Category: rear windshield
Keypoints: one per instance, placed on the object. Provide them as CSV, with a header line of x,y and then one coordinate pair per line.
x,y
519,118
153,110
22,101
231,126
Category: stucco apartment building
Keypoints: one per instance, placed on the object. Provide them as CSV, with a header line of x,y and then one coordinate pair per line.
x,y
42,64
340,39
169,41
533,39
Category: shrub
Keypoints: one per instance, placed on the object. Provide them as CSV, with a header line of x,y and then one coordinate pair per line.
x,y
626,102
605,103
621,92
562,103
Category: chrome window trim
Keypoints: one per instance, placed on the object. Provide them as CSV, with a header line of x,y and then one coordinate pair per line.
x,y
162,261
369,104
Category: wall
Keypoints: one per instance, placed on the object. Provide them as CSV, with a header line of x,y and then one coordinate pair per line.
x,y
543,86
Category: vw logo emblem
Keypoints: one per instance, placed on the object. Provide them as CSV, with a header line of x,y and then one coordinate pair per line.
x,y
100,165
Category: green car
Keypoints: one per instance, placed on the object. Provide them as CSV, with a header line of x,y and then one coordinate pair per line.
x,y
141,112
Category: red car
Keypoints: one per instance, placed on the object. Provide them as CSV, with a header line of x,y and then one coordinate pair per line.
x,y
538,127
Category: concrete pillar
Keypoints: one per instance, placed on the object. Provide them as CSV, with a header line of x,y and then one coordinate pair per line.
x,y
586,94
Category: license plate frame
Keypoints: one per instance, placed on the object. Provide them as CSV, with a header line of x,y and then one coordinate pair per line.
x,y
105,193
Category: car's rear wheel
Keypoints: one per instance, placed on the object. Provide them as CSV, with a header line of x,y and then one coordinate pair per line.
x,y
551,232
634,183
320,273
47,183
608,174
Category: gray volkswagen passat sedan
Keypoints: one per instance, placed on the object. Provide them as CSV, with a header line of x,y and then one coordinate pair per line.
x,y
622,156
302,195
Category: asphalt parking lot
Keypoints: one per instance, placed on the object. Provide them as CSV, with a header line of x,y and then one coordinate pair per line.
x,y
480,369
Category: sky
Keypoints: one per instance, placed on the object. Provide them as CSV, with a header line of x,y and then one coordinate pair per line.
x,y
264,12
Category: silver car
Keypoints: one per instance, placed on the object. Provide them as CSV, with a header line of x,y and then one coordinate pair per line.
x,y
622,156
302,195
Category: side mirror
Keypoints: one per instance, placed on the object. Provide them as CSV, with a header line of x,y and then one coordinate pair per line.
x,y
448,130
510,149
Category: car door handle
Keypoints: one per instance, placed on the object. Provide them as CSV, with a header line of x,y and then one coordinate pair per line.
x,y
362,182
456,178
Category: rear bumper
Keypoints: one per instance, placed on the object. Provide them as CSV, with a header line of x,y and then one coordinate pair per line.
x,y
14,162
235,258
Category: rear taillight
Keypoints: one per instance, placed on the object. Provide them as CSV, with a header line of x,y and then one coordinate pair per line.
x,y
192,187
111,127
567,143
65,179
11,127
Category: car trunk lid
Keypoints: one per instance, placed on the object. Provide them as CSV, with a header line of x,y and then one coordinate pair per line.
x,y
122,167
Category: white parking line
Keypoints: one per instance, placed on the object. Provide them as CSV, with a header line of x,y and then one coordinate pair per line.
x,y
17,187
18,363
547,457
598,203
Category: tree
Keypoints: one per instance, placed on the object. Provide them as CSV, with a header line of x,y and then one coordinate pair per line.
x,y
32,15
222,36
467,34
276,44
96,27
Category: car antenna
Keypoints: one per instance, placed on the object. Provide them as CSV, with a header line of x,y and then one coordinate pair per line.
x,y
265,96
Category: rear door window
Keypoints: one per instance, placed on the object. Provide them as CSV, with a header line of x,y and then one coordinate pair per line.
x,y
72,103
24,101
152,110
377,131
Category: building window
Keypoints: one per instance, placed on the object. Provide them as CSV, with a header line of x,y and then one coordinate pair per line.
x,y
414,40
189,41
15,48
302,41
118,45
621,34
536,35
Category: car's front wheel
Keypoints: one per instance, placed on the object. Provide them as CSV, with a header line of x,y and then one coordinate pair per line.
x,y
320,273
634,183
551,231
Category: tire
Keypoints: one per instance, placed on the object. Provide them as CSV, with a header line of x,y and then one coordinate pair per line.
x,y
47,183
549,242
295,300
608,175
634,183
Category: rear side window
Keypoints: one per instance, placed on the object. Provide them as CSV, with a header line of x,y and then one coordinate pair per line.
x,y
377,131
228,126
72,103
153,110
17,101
= = = =
Task directions. Pull out every line from the one with "Category: building window" to the end of the listing, and output only those.

Full response.
Category: building window
Keypoints: one per instance, placed on the object. Provide them as CSV, with a header line of x,y and then one coordinate pair per line.
x,y
414,40
189,41
15,48
302,41
118,45
621,34
536,35
Category: car's front wheel
Keypoints: one per instance, placed on the object. Provide them as CSV, with a header line of x,y and then one coordinate pair per line.
x,y
320,273
634,183
551,231
Category: tire
Keypoints: one per instance, placed on the object. Provide them as CSV, with a header line of x,y and then one coordinate pair per line.
x,y
47,183
549,242
295,300
608,175
634,183
Category: rear side window
Keypoints: one per instance, placed on the object. Provide them as CSV, with a header line of x,y and then one coordinate pair per line.
x,y
377,131
228,126
72,103
153,110
17,101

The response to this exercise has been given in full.